>> BEGIN

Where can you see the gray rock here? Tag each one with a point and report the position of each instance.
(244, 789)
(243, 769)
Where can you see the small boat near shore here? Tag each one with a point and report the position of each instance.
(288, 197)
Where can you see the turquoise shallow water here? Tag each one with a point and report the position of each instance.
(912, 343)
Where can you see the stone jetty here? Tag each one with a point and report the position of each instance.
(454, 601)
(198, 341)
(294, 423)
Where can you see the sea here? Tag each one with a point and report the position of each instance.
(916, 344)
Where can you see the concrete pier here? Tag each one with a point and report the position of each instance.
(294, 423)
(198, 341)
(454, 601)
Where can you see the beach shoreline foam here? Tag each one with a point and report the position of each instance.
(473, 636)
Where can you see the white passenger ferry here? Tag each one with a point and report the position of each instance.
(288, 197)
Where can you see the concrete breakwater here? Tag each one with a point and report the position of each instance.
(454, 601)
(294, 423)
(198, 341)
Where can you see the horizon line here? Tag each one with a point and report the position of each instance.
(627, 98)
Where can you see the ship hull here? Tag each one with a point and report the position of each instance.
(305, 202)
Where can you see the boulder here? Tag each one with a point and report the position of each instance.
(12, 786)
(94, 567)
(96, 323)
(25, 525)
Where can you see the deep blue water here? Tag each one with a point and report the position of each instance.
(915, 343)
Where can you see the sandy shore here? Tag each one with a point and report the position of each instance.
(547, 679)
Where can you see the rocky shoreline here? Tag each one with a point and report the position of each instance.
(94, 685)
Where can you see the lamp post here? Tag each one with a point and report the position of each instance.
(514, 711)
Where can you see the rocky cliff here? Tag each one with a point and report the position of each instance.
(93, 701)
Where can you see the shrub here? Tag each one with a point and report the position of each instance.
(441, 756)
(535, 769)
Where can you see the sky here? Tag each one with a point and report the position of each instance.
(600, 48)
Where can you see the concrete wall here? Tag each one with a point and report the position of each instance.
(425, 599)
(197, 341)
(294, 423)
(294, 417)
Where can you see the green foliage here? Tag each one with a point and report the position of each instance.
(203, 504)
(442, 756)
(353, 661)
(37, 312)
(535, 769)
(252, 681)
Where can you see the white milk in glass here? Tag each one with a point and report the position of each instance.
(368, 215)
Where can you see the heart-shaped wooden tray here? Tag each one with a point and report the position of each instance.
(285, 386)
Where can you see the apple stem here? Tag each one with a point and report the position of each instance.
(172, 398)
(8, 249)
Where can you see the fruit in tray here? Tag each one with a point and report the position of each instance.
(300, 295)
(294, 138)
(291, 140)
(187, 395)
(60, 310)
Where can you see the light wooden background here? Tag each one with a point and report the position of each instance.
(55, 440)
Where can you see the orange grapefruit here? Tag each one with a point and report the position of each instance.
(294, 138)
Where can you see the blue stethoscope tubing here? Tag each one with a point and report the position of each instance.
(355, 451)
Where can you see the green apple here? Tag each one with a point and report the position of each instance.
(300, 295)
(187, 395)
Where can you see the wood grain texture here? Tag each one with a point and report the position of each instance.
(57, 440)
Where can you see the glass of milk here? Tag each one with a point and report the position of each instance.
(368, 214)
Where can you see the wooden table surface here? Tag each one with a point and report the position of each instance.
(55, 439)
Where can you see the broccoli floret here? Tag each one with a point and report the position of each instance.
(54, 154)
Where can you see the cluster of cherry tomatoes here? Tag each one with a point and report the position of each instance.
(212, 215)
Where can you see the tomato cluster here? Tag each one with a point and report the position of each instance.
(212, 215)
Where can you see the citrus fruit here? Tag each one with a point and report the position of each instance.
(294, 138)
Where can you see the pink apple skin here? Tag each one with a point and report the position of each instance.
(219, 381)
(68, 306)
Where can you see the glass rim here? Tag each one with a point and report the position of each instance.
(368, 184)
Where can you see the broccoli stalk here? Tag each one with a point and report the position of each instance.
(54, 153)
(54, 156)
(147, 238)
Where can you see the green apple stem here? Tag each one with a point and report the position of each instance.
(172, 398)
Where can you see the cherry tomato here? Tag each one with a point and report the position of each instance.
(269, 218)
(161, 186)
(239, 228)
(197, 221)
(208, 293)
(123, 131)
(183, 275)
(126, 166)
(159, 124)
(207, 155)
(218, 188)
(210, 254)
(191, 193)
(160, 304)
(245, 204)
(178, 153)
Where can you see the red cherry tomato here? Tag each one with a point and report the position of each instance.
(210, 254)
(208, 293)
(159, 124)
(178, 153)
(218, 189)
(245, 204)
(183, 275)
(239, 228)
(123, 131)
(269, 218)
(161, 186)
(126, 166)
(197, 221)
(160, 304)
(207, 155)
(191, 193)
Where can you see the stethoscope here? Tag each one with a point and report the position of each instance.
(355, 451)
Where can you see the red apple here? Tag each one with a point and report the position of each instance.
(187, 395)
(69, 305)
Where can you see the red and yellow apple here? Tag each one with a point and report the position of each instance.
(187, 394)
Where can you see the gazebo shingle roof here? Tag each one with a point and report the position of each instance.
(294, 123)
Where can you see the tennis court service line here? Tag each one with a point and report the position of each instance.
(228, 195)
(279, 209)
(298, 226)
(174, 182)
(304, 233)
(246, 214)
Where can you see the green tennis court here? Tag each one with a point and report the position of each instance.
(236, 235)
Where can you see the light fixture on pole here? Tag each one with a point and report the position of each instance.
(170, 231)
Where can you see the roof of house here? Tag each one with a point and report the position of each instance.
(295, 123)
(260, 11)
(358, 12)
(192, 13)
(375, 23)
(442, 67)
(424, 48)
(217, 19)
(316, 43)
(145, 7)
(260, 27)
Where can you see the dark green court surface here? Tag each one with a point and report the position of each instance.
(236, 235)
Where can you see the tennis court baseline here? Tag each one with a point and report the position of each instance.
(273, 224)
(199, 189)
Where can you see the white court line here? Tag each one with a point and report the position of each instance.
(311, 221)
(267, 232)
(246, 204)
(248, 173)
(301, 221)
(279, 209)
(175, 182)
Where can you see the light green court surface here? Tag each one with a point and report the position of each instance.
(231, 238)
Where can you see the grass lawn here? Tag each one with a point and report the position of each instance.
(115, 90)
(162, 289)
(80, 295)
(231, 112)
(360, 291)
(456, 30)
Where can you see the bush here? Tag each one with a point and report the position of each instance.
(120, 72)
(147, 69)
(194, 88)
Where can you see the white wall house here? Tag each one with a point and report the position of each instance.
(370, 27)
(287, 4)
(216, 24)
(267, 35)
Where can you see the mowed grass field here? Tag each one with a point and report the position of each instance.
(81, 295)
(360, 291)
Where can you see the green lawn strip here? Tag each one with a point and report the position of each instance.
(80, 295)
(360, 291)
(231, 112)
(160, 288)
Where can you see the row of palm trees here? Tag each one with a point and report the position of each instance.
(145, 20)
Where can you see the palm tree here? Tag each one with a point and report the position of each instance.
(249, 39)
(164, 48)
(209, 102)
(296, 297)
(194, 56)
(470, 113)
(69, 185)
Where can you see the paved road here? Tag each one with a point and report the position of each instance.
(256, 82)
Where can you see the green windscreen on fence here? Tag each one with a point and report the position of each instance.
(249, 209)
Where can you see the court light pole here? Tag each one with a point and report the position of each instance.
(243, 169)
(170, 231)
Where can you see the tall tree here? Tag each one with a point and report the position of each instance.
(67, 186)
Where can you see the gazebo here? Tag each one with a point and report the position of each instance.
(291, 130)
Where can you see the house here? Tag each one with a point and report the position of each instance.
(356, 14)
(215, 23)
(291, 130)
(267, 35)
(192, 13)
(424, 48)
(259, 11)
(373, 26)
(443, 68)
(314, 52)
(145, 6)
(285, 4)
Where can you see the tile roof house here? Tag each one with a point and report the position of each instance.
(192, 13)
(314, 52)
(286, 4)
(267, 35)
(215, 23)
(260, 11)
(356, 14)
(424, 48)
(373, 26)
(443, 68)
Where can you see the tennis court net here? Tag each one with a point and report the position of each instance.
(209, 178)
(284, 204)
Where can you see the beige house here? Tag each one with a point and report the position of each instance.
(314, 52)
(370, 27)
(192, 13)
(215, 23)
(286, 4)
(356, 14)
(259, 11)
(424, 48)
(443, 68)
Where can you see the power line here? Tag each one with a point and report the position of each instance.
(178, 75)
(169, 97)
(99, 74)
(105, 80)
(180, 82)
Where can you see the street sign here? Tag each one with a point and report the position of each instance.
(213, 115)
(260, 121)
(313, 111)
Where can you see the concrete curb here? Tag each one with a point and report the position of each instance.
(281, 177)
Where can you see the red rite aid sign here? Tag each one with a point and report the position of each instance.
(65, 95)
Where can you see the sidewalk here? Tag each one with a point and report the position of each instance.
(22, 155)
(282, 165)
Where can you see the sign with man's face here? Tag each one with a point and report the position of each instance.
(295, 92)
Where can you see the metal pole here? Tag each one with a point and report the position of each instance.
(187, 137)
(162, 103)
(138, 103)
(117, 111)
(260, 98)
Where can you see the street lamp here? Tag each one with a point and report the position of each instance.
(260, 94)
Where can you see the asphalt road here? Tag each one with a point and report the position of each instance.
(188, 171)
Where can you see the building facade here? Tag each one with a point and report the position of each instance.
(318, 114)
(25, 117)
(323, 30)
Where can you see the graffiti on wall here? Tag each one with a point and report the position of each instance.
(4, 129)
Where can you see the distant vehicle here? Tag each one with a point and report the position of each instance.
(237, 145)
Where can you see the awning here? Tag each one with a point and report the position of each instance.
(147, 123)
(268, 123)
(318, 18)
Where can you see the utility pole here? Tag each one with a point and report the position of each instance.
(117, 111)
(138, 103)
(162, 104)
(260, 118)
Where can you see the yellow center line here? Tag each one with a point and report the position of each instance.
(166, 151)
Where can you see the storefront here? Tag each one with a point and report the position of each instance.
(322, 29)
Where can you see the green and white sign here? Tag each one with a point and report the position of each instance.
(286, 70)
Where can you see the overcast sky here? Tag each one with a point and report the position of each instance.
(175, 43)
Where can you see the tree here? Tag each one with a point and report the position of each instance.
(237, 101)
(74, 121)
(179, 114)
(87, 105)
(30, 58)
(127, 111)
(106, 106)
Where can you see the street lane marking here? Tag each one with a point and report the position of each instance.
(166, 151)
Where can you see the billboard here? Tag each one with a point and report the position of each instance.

>> END

§ Task prompt
Return exactly the lines of the data, and only those, from the line with "Where can you see the utility" through the last line, inclusive.

§ Correct response
Where can you see the utility pole here? Tag each one with a point and report the position of each instance.
(117, 111)
(138, 103)
(162, 104)
(260, 118)
Where can you see the yellow center line here? Tag each one with a point and report the position of each instance.
(166, 151)
Where can you see the storefront here? Tag each one with a point and report the position of each instance.
(322, 29)
Where can you see the green and white sign here? Tag each one with a point and report the position of each instance.
(286, 70)
Where can you see the overcast sky here? Tag each one with a point and report the position of each instance.
(175, 43)
Where can you see the tree here? Tag each one with a point and report the position of each instance.
(237, 101)
(74, 121)
(179, 114)
(87, 105)
(30, 58)
(127, 111)
(106, 106)
Where can you see the street lane marking here? Tag each one with a point and report the position of each instance.
(166, 151)
Where can you see the billboard here? Tag each one with a point and report the position of each instance.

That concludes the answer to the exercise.